Excerpted passage

Knowing that “More Real? Art in the Age of Truthiness” was the featured exhibit at the Minneapolis Institute of Arts (MIA), I squeezed in a museum visit following a shorter than expected meeting in the Whittier Neighborhood. Since public health prides itself on being data-driven and evidence-based and since I’m interested in how art can enhance public health, I easily justified this visit during the work day as part of my personal celebration of Public Health Week.
On the entrance wall to the gallery was the statement: “Videri quam esse” (“To seem to be, rather than to be.”) For those familiar with Comedy Central, this is the Latin inscription over the fake fireplace on the set of The Colbert Report. That’s when I realized that this exhibit evolved from one of Stephen Colbert’s sketches called “The Word” in which the word “truthiness” was coined. According to Colbert, “truthiness” is what we know with our heart or feel with our gut regardless of the evidence, logic, or facts. In the sketch he disparages books because “they are all facts and no heart…People think with their head but know with their heart.” They “feel the truth.”
As I wandered through the exhibit, I was fascinated by photos, paintings, sculptures, videos, and other creations which made the point that the relationship between truth and fiction is often quite murky. I came to learn that this this grey area between reality and fabrication is the realm of “parafiction,” an evolving perspective in the fields of art, literature, and social studies. It didn't take me long to appreciate that public health is also influenced by “parafiction.”
Wearing my public health hat as I viewed the exhibit, I quickly comprehended that one of the challenges that public health is facing is that we are truly living in the “Age of Truthiness – where things we wish to be true are preferred to things we know are true.” As I walked among the art, I began to assemble in my mind the beginnings of a public health parafiction list.
- We have the best medical care system in the world so, if we just assure universal access to that care, we will be a healthy society.
- Technology has successfully addressed many of our health issues so research will bring us technical solutions to most of our health problems.
- If individuals simply took responsibility for their lifestyle behaviors, our health problems would be resolved.
- An intact family with a mother and father is all we need to have a healthy society.
- Market forces, if allowed to function freely, will help us achieve the Triple Aim of improved population health, lower health care costs, and a better patient experience.
- Government is the problem, not the solution.
- Being the fifth healthiest state in the country is an accurate reflection of the health of all Minnesotans.

Records supplied
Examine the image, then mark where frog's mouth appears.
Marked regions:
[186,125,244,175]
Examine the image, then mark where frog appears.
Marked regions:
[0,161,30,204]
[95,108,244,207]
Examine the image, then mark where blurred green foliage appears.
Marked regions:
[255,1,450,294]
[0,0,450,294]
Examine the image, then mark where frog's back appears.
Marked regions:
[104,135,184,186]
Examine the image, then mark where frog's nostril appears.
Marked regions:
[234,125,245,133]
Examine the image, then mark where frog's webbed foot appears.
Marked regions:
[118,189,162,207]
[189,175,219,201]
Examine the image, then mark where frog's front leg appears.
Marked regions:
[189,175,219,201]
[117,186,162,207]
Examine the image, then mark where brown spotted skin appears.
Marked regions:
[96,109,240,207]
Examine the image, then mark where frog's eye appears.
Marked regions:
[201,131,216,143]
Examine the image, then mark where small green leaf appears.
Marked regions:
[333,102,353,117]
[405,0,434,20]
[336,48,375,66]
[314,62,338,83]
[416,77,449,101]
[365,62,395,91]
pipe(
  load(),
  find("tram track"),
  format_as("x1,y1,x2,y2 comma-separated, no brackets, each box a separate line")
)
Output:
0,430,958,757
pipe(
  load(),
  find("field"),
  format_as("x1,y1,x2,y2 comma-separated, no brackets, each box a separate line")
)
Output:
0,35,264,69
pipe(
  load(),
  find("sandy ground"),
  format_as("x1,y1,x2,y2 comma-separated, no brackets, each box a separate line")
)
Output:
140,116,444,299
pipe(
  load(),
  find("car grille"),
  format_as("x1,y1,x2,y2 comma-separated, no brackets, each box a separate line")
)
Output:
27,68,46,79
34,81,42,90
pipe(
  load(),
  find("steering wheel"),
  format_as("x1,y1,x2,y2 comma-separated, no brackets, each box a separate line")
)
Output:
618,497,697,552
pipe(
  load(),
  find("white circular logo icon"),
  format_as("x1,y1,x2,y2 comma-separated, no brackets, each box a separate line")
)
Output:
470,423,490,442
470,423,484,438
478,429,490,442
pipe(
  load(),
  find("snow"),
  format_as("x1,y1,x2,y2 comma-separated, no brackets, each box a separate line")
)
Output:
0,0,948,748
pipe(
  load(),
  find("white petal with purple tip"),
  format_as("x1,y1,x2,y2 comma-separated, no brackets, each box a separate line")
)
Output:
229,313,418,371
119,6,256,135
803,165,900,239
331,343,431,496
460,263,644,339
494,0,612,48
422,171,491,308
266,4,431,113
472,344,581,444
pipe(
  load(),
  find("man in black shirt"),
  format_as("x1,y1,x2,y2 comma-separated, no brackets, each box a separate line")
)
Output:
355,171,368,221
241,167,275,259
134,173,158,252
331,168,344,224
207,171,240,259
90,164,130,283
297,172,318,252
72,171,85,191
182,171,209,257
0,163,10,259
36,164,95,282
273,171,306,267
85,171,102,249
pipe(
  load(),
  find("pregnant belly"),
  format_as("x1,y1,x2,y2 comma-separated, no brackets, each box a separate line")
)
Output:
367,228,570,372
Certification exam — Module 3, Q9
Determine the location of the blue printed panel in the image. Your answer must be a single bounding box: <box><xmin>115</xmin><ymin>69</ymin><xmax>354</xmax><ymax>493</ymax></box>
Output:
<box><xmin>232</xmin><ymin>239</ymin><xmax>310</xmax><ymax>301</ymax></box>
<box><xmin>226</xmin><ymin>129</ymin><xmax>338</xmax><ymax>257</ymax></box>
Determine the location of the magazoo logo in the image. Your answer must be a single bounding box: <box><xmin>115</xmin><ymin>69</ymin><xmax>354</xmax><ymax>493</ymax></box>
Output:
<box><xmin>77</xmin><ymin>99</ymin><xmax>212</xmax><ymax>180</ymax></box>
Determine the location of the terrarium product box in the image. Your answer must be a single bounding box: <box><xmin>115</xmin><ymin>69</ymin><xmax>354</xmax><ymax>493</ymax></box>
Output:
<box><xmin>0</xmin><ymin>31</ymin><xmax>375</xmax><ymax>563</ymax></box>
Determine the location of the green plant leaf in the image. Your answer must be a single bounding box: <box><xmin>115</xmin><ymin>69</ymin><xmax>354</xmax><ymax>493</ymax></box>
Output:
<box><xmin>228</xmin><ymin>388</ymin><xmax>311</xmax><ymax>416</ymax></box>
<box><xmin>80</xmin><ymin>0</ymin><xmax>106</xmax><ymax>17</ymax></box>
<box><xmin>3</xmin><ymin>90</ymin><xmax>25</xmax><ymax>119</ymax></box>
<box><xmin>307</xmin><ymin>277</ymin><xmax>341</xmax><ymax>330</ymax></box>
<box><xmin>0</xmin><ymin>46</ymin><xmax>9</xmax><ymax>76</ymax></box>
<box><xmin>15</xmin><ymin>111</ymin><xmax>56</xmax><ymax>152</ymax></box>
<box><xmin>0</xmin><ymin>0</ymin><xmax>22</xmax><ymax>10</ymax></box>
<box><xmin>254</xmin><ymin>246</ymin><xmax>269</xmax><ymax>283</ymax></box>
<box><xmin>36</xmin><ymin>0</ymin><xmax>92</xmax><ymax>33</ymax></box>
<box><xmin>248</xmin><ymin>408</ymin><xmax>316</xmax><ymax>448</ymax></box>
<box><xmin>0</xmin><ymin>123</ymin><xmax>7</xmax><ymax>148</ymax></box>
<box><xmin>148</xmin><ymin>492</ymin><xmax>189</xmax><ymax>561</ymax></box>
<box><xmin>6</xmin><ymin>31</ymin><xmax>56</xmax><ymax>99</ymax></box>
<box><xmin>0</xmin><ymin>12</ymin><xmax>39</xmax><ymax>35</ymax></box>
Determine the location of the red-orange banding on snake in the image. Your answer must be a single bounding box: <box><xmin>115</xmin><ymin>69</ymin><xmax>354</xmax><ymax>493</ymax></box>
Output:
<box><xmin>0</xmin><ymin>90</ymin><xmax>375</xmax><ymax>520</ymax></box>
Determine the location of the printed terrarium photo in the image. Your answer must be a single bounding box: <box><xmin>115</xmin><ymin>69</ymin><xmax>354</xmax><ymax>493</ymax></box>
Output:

What you need to do
1. Copy the essay on the truthiness exhibit word for word, from "- We have the" up to and including "would be resolved.".
2. In the essay on the truthiness exhibit, what Latin statement appeared on the entrance wall to the gallery?
3. Extend the essay on the truthiness exhibit, picking up after its final line.

Responses to the exercise
1.
- We have the best medical care system in the world so, if we just assure universal access to that care, we will be a healthy society.
- Technology has successfully addressed many of our health issues so research will bring us technical solutions to most of our health problems.
- If individuals simply took responsibility for their lifestyle behaviors, our health problems would be resolved.

2. "Videri quam esse" ("To seem to be, rather than to be.")

3.
At that point I was at the end of the exhibit and had a mind full of questions, feelings, and opinions. Since stimulating these kinds of reactions is part of the reason Art exists, this exhibit was a form of great Art. This is also why Art can be such a powerful public health tool.
Energized, I chose to view two other minor exhibits being featured in the MIA: “Picturing Poverty: Artistic Views of the Poor in the Baroque Era” and “The World at Work: Images of Labor and Industry, 1850 to Now.” As I looked at the Art in both of these galleries and saw how the perspective of the artist colored the images of the poor and working classes, I realized that “truthiness” is not a modern concept. When the same scene of poverty or manual labor can be idealized, romanticized, or criticized depending on the artists’ point of view, I began to understand that parafiction is probably part of the human condition.
As I left the MIA and headed back to work, I thought about Oscar Wilde’s statement that “Life imitates Art far more than Art imitates Life.” After spending a couple of hours viewing “truthiness” in Art in the context of my experiences in public health, I believe Wilde’s statement should replace “far more than” with “and.” Art and life are synergistic. They feed off each other, influence each other, and ultimately create something new.
Our job in public health is to continue to search for the truth and link that truth to the life experiences of real people. The real challenge is to not let our focus be narrowed by our opinions or ideology or even our specialized scientific expertise but be expansive enough to bring in alternative perspectives that may offer a whole gallery of different ideas.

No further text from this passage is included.